*ENTRIES SHOWN*.
^^^^^^^^

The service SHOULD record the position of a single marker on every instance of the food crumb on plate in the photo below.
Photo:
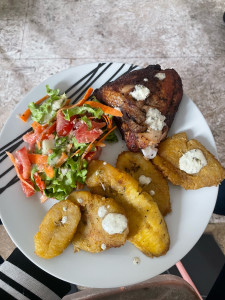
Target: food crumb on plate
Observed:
(64, 220)
(136, 260)
(79, 200)
(103, 246)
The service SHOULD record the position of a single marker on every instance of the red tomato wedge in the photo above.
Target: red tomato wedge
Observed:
(84, 135)
(32, 137)
(63, 127)
(23, 158)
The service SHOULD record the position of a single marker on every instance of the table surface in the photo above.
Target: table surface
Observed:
(40, 38)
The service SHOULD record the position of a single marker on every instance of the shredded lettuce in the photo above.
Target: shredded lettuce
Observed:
(45, 112)
(62, 185)
(87, 121)
(79, 110)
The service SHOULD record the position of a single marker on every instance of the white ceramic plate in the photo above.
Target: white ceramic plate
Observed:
(190, 214)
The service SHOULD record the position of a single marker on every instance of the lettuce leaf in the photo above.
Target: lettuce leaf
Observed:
(79, 110)
(45, 112)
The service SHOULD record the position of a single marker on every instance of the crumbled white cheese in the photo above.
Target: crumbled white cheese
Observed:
(160, 76)
(114, 223)
(117, 108)
(136, 260)
(144, 179)
(154, 119)
(79, 200)
(64, 220)
(140, 92)
(47, 145)
(192, 161)
(102, 211)
(149, 152)
(152, 193)
(103, 246)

^^^^^^^^

Go through the material above and print all of it exactly, except the pictures.

The service SHOULD record the position of a single marker on every instance of the food crumb on plate in the photo below.
Photo:
Target: food crumb on plate
Observed:
(64, 220)
(136, 260)
(79, 200)
(103, 246)
The service SHOULD record the position of a single marker on every instance of the red tomato wedge in the photo above.
Target: red tomato wedge
Observed:
(84, 135)
(32, 137)
(63, 127)
(23, 158)
The service SHOULD record the position of a single marker on every instance of the table surface in the photo above.
Target: table surface
Observed:
(40, 38)
The service SHOULD record the position of a single marker on every instance of the shredded lettuce in the photo above.
Target: shredded lettuce
Observed:
(45, 112)
(62, 185)
(87, 121)
(79, 110)
The service SHOULD record the position of a single marker on every instance of the white ceramic plate in the photo above.
Target: white ceramic plate
Observed:
(190, 214)
The service SHOULD record the position of a single marker on every instance of the lettuce leaf in the photo above.
Target: lettuce leaf
Observed:
(79, 110)
(45, 112)
The service SHOULD record the position of a single marker on every instance of the crumbled white cheese in the photo above.
Target: crumbled white cheese
Observed:
(160, 76)
(114, 223)
(117, 108)
(136, 260)
(144, 179)
(154, 119)
(79, 200)
(64, 220)
(140, 92)
(47, 145)
(192, 161)
(102, 211)
(149, 152)
(152, 193)
(103, 246)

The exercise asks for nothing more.